-- Start of Extracted records --
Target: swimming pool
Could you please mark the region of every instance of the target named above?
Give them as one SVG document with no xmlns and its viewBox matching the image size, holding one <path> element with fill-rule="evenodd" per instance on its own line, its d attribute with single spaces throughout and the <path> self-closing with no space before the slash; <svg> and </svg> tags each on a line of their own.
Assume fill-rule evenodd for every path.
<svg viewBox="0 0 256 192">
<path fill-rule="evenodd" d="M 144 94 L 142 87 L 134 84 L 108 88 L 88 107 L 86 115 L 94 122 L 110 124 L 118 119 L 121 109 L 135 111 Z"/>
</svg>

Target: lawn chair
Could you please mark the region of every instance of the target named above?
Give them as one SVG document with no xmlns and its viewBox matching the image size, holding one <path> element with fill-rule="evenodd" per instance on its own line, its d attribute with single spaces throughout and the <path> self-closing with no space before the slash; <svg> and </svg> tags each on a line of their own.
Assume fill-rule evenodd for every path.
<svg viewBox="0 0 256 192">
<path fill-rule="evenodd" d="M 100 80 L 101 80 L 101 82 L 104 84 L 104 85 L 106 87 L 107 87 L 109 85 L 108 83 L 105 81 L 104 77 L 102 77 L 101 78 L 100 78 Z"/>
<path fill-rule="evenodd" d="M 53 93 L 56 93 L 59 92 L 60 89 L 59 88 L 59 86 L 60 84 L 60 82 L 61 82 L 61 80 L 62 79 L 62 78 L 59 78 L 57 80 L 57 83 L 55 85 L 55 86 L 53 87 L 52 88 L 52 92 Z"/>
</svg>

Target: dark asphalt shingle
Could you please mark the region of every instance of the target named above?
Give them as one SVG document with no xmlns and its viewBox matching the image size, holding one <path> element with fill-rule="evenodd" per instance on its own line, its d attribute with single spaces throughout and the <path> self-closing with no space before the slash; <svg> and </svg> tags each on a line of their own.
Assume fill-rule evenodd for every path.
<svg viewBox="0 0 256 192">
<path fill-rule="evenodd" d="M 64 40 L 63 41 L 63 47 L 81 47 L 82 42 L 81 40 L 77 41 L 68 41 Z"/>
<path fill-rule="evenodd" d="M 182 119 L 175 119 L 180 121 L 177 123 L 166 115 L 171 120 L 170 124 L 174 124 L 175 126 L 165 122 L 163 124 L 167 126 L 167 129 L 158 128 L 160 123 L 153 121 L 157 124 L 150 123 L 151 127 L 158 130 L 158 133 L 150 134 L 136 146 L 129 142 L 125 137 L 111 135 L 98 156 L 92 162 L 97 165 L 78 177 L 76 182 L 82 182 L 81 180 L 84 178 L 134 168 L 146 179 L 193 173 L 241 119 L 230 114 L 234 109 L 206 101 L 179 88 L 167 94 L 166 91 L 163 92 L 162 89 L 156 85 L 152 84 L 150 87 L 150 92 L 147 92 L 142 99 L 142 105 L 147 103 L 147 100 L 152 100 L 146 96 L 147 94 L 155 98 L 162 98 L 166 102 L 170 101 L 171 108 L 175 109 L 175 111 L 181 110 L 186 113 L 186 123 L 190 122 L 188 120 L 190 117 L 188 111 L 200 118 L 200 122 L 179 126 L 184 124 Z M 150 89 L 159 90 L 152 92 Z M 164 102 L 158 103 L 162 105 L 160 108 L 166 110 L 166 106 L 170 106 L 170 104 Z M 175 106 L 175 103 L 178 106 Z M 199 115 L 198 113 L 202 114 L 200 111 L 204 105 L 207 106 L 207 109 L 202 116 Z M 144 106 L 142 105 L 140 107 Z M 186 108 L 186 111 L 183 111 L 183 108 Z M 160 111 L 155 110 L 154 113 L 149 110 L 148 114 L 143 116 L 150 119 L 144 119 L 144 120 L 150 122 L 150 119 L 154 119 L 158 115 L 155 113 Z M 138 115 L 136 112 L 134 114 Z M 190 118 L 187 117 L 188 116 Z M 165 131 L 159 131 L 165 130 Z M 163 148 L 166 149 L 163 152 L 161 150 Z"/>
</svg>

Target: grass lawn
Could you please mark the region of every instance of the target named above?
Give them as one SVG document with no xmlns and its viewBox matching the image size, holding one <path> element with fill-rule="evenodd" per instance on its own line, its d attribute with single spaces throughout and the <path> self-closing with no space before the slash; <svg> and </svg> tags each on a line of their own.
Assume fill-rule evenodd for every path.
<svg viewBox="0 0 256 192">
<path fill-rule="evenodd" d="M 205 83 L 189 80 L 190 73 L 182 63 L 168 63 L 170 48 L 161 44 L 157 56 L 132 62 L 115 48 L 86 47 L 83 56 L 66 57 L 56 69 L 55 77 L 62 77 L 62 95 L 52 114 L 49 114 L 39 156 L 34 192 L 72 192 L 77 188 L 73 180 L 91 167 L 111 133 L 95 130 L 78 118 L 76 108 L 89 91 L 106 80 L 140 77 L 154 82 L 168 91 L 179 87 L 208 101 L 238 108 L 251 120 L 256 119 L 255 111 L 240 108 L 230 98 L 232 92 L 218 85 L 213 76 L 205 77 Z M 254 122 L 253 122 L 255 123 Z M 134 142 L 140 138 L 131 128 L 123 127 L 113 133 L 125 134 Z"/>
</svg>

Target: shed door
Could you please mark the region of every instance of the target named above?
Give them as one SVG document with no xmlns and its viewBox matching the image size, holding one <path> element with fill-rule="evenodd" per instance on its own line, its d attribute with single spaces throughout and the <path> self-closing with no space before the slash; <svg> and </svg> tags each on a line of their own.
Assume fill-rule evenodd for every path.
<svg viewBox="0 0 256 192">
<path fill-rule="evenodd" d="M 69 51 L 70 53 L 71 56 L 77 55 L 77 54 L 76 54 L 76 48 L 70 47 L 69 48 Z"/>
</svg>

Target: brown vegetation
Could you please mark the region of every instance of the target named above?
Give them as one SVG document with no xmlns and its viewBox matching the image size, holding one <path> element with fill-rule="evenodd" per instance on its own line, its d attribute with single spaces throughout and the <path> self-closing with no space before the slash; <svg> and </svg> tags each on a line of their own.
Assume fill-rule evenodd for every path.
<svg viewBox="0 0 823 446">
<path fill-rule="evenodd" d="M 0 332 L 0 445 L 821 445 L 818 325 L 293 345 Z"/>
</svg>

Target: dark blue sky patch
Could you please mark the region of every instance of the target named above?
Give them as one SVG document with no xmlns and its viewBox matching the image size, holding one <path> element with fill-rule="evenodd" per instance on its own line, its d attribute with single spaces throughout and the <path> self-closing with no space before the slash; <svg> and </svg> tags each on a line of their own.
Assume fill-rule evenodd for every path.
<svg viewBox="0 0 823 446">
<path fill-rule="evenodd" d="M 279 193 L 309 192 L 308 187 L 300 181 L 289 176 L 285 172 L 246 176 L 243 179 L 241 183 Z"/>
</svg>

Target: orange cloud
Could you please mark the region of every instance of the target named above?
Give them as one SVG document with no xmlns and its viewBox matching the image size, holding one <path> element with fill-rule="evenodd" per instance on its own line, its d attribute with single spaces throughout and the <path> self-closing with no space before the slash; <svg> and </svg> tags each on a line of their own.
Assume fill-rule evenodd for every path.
-- End of Extracted records --
_Written task_:
Write out the data again, exactly and in full.

_Exercise solution_:
Target: swimming pool
Could you please mark the region of every instance of the target named above?
Give them as one SVG document with no xmlns and its viewBox matching the image size, holding one <path> element with fill-rule="evenodd" per instance on its own line, its d attribute with single spaces throughout and the <path> self-closing with no space before the slash; <svg> and </svg> tags each on a line of their own.
Assume fill-rule evenodd for every path.
<svg viewBox="0 0 256 192">
<path fill-rule="evenodd" d="M 144 94 L 142 87 L 134 84 L 108 88 L 88 107 L 86 115 L 94 122 L 110 124 L 118 119 L 121 109 L 135 111 Z"/>
</svg>

Target: lawn chair
Could you please mark the region of every instance of the target named above?
Give them as one SVG document with no xmlns and its viewBox matching the image size, holding one <path> element with fill-rule="evenodd" per instance on its own line, its d attribute with single spaces throughout and the <path> self-closing with no space before the slash; <svg> and </svg> tags each on a line of their own.
Assume fill-rule evenodd for every path.
<svg viewBox="0 0 256 192">
<path fill-rule="evenodd" d="M 100 80 L 101 80 L 101 82 L 104 84 L 104 85 L 106 87 L 107 87 L 109 85 L 108 83 L 105 81 L 104 77 L 102 77 L 101 78 L 100 78 Z"/>
<path fill-rule="evenodd" d="M 53 93 L 56 93 L 59 92 L 60 89 L 59 88 L 59 86 L 60 84 L 60 82 L 61 82 L 61 80 L 62 79 L 62 78 L 59 78 L 57 80 L 57 83 L 55 85 L 55 86 L 53 87 L 52 88 L 52 92 Z"/>
</svg>

Target: dark asphalt shingle
Could you please mark the region of every instance of the target named above?
Give them as one SVG document with no xmlns and its viewBox matching the image size, holding one <path> element with fill-rule="evenodd" per instance on its own line, its d attribute with single spaces throughout and the <path> self-closing with no space before the slash; <svg> and </svg> tags each on a line of their own.
Assume fill-rule evenodd for every path.
<svg viewBox="0 0 256 192">
<path fill-rule="evenodd" d="M 64 40 L 63 41 L 63 47 L 81 47 L 82 42 L 81 40 L 77 41 L 68 41 Z"/>
<path fill-rule="evenodd" d="M 182 119 L 175 119 L 180 121 L 177 123 L 166 115 L 171 120 L 170 124 L 174 124 L 175 126 L 165 122 L 163 124 L 167 126 L 167 129 L 158 128 L 160 123 L 153 121 L 157 124 L 150 123 L 151 127 L 158 130 L 158 133 L 150 134 L 136 146 L 129 142 L 125 137 L 111 135 L 98 156 L 92 162 L 97 165 L 78 177 L 76 182 L 82 182 L 81 180 L 84 178 L 134 168 L 146 179 L 193 173 L 241 119 L 230 114 L 234 109 L 206 101 L 179 88 L 167 94 L 166 91 L 163 92 L 162 89 L 156 85 L 152 84 L 150 87 L 150 92 L 147 92 L 142 99 L 142 105 L 147 103 L 147 100 L 152 100 L 146 96 L 147 94 L 155 98 L 162 98 L 166 102 L 170 101 L 171 108 L 175 109 L 175 111 L 181 110 L 186 113 L 186 123 L 190 122 L 188 120 L 190 117 L 188 111 L 200 118 L 200 122 L 179 126 L 184 124 Z M 150 89 L 159 90 L 152 92 Z M 164 102 L 158 103 L 162 105 L 160 108 L 166 110 L 166 106 L 170 106 L 170 104 Z M 175 106 L 175 103 L 178 106 Z M 199 115 L 198 113 L 202 114 L 200 111 L 204 105 L 207 106 L 207 109 L 202 116 Z M 144 106 L 142 105 L 140 107 Z M 186 108 L 186 111 L 183 111 L 183 108 Z M 160 111 L 155 110 L 154 113 L 149 110 L 148 114 L 143 116 L 150 119 L 144 119 L 144 120 L 150 122 L 150 119 L 154 119 L 158 115 L 155 113 Z M 138 115 L 136 112 L 134 114 Z M 190 118 L 187 117 L 188 116 Z M 165 131 L 159 131 L 165 130 Z M 163 148 L 166 149 L 163 152 L 161 150 Z"/>
</svg>

Target: grass lawn
Could you please mark the region of every instance of the target named above?
Give them as one SVG document with no xmlns and its viewBox matching the image size, holding one <path> element with fill-rule="evenodd" per instance on its own line, its d attribute with single spaces throughout and the <path> self-closing with no space before the slash; <svg> and </svg> tags each on a line of their own.
Assume fill-rule evenodd for every path.
<svg viewBox="0 0 256 192">
<path fill-rule="evenodd" d="M 205 83 L 189 80 L 190 73 L 182 63 L 168 63 L 170 48 L 161 44 L 157 56 L 132 62 L 115 48 L 86 47 L 83 56 L 66 57 L 56 69 L 55 77 L 62 77 L 62 95 L 52 114 L 49 114 L 39 156 L 34 192 L 72 192 L 77 188 L 73 180 L 91 167 L 111 133 L 95 130 L 78 118 L 76 108 L 89 91 L 106 80 L 140 77 L 154 82 L 168 91 L 179 87 L 208 101 L 238 108 L 251 120 L 256 119 L 255 111 L 240 108 L 230 98 L 232 92 L 218 85 L 213 76 L 205 77 Z M 254 122 L 253 122 L 255 123 Z M 134 142 L 140 138 L 131 128 L 123 127 L 113 133 L 125 134 Z"/>
</svg>

Target: shed door
Could you please mark the region of every instance of the target named above?
Give them as one SVG document with no xmlns and its viewBox matching the image size, holding one <path> element with fill-rule="evenodd" per instance on its own line, its d attribute with single spaces throughout and the <path> self-closing with no space before the slash; <svg> and </svg> tags each on a line of their own.
Assume fill-rule evenodd for every path.
<svg viewBox="0 0 256 192">
<path fill-rule="evenodd" d="M 69 51 L 70 53 L 71 56 L 77 55 L 77 54 L 76 54 L 76 48 L 70 47 L 69 48 Z"/>
</svg>

Target: brown vegetation
Could you please mark the region of every instance of the target named above?
Give them as one SVG document with no xmlns and its viewBox matching the image size, holding one <path> element with fill-rule="evenodd" per instance on its own line, its d attribute with single spaces throughout and the <path> self-closing with no space before the slash; <svg> and </svg> tags each on a line of their own.
Assume fill-rule evenodd for every path.
<svg viewBox="0 0 823 446">
<path fill-rule="evenodd" d="M 0 332 L 0 445 L 821 445 L 818 325 L 293 345 Z"/>
</svg>

Target: dark blue sky patch
Could you please mark the region of every instance of the target named above?
Give them as one SVG document with no xmlns and its viewBox matching the image size, holding one <path> element with fill-rule="evenodd" per instance on its own line, its d attribute with single spaces throughout and the <path> self-closing with no space before the slash; <svg> and </svg> tags each on a line of their own.
Assume fill-rule evenodd for every path.
<svg viewBox="0 0 823 446">
<path fill-rule="evenodd" d="M 279 193 L 309 192 L 308 187 L 300 181 L 289 176 L 285 172 L 246 176 L 243 179 L 241 183 Z"/>
</svg>

Target: orange cloud
Could you please mark the region of every instance of the target named above?
Give them as one SVG document with no xmlns and its viewBox matching the image size, holding one <path> element with fill-rule="evenodd" per instance on its own line, its d attribute with single spaces throughout and the <path> self-closing with no space before the slash; <svg> and </svg> tags each on a line of their own.
Assume fill-rule evenodd for every path.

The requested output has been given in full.